§ Detection annotation records:

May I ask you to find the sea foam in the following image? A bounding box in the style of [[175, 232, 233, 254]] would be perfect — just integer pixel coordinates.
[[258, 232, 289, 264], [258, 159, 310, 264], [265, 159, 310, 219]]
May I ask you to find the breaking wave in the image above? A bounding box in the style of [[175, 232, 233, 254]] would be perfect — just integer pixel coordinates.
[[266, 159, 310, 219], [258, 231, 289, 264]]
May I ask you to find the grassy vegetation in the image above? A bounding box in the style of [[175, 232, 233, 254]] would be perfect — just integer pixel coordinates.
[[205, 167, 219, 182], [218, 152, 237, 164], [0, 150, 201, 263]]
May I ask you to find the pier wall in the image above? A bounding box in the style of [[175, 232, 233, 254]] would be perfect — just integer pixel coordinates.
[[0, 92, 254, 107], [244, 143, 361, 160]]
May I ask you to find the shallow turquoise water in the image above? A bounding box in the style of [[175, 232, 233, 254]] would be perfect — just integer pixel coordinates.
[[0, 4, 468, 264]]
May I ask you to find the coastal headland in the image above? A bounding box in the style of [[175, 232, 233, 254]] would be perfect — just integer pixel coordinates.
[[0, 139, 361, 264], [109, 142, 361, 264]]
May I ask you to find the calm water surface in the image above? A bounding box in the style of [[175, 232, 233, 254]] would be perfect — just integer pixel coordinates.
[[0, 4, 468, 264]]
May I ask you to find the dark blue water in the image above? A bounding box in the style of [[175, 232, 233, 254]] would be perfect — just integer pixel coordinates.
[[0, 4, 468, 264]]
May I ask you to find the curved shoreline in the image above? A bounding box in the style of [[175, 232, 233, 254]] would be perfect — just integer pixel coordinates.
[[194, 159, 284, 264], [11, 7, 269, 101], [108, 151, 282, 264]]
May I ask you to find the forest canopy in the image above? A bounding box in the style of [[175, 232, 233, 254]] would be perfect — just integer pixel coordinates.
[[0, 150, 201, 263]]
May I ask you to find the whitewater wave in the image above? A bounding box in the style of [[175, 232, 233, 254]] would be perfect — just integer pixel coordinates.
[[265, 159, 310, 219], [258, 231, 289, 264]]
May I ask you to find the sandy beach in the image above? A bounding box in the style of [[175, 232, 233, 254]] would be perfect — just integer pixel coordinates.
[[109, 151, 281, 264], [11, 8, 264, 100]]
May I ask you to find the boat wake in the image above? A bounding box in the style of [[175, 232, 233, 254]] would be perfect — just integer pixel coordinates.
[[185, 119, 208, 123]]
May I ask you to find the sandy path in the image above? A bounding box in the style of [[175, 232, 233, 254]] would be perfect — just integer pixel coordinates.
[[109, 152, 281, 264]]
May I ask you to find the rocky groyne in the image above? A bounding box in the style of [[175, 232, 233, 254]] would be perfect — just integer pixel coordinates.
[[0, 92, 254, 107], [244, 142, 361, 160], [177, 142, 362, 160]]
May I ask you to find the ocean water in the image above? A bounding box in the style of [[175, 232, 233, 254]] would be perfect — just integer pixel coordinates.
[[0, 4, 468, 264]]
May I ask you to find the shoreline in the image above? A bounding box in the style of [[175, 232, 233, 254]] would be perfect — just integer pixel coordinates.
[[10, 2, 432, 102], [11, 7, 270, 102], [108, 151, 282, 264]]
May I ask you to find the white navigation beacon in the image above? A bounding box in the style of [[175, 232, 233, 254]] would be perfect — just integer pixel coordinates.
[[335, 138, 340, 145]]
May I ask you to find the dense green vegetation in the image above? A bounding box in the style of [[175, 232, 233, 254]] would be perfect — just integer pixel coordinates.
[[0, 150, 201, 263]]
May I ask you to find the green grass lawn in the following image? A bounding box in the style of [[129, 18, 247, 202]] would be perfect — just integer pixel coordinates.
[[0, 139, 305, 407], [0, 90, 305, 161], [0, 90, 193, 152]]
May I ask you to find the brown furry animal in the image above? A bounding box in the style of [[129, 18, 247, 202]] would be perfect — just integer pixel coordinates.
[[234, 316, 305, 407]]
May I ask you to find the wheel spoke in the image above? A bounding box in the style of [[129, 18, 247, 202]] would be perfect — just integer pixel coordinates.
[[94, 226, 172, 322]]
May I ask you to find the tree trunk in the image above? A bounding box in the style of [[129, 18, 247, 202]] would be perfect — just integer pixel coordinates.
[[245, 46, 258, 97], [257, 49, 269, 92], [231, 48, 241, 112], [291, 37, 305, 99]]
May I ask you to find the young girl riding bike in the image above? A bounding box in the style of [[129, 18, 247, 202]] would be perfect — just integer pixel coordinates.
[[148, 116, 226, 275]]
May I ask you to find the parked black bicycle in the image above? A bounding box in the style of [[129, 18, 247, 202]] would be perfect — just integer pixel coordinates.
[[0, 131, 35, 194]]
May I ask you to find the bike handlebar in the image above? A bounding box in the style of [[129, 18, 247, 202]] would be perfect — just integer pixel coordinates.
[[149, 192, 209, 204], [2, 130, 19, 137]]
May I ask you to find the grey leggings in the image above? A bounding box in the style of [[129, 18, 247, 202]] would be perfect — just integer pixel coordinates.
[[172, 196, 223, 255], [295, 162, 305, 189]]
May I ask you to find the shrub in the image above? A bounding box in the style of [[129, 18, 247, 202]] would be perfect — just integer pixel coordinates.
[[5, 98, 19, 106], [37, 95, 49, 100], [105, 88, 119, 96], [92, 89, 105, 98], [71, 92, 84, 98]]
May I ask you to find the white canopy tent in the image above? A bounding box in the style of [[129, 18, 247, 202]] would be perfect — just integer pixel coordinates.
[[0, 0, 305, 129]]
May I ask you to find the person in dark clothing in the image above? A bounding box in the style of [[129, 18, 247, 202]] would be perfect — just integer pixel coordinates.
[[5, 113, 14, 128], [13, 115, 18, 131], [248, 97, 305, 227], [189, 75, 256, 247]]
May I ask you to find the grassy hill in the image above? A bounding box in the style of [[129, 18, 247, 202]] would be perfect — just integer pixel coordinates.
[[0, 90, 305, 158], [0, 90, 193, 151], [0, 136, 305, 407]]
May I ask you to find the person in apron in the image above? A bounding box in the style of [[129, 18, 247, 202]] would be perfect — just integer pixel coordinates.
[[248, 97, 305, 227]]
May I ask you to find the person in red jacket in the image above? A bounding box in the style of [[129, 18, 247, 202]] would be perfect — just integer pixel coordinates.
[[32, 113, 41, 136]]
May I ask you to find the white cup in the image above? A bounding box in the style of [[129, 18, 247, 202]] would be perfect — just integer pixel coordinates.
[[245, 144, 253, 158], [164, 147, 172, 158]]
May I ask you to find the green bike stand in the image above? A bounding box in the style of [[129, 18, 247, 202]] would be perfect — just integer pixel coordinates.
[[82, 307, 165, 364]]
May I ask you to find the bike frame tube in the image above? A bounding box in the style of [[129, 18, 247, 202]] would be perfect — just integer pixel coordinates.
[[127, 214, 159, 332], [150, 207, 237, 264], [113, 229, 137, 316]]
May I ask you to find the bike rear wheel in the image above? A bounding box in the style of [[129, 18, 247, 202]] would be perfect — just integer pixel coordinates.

§ What is required: Gather every line of the records above that contains the word "shoreline".

§ Reply:
May I ask you to find the curved shoreline in the image above? A bounding box in the style of [[175, 232, 233, 254]] would be perfect — just integer pixel coordinates.
May I ask you to find the shoreline in the image above? A bounding box in the style of [[175, 232, 233, 254]] would be perfect — just integer pixel coordinates.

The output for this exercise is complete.